*** Source records ***

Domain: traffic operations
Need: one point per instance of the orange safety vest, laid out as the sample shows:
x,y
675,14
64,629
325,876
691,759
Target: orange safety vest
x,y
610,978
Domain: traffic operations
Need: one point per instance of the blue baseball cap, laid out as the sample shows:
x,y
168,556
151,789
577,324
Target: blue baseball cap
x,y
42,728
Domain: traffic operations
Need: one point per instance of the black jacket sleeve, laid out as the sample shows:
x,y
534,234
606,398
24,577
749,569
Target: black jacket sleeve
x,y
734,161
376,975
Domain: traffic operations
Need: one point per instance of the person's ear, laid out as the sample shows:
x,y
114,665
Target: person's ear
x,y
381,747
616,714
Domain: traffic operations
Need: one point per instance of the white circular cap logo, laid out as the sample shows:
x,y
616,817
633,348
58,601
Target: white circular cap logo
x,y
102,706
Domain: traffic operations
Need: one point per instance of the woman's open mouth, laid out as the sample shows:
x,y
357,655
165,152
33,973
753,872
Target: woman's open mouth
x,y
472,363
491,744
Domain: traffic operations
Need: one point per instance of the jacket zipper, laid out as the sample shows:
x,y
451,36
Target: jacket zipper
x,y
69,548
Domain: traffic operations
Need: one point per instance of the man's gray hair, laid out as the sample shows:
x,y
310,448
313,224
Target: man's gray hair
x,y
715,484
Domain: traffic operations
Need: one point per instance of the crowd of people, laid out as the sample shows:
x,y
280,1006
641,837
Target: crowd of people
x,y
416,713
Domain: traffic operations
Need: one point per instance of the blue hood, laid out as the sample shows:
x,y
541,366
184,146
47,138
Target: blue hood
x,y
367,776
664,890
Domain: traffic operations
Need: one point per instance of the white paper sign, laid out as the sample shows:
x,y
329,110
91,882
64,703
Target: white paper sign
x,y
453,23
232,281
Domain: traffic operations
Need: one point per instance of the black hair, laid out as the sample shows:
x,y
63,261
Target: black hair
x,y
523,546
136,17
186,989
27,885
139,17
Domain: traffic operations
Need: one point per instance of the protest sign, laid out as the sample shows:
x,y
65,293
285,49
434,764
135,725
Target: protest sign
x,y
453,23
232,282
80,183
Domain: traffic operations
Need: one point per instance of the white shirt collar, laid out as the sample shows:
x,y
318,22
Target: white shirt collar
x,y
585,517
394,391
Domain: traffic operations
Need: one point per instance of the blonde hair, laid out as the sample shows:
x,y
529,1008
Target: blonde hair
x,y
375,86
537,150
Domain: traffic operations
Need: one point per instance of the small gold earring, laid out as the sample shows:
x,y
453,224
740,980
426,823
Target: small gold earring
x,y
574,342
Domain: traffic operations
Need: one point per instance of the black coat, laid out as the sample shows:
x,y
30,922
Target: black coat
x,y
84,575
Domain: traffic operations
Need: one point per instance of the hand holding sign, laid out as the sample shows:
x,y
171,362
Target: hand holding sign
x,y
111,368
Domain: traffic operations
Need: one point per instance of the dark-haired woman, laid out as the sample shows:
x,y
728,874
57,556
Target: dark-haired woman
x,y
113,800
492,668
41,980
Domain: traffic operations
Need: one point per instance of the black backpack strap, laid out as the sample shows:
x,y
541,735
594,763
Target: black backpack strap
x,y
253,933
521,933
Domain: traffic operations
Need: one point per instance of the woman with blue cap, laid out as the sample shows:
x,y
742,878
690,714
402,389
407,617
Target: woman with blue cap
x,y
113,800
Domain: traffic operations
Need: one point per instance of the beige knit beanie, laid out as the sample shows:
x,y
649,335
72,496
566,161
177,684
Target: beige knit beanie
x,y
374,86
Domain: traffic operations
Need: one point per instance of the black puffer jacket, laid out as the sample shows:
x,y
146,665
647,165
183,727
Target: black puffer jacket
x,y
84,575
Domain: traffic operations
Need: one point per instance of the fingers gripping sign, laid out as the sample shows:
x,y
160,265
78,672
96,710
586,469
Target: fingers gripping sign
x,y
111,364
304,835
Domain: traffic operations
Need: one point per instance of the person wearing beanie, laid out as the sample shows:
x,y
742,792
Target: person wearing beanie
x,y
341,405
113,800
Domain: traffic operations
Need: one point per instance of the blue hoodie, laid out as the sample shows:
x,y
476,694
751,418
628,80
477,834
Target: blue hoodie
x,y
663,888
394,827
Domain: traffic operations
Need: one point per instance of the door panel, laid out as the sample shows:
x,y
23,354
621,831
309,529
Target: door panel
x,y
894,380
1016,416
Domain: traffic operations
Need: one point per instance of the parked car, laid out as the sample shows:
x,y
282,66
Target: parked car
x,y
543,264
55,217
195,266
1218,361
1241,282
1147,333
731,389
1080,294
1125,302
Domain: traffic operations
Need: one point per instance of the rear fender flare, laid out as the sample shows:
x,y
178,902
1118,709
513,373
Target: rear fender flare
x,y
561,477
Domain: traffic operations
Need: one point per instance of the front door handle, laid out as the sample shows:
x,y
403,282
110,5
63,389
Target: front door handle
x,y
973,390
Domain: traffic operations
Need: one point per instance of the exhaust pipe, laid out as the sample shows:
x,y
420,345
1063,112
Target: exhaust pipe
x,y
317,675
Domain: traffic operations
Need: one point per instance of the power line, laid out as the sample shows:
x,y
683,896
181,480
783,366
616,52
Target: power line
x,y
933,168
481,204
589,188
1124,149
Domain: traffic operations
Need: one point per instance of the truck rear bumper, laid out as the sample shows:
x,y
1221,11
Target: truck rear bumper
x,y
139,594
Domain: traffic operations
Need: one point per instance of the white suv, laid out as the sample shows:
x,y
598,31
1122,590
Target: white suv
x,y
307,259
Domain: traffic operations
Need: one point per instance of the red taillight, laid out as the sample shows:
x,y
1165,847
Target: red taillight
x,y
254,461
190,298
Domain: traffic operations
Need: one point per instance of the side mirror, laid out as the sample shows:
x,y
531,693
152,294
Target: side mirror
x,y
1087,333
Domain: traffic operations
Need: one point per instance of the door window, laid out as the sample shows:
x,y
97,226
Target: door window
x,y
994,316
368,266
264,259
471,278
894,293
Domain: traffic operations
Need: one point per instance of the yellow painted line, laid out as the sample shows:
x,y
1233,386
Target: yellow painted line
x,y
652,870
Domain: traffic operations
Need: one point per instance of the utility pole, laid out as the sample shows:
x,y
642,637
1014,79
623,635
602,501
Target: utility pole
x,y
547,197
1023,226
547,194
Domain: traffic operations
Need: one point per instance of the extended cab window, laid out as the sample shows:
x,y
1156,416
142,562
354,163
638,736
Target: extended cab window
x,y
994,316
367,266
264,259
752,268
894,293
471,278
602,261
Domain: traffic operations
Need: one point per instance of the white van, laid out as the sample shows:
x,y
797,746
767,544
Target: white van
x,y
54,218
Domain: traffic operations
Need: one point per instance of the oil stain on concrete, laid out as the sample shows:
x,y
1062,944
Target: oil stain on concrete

*** End of Source records ***

● **What you have to do**: What lines in the data include the string "concrete"? Copy each one.

● **Finished task**:
Need: one point per instance of the oil stain on concrete, laid out as the sample shows:
Target: oil stain on concrete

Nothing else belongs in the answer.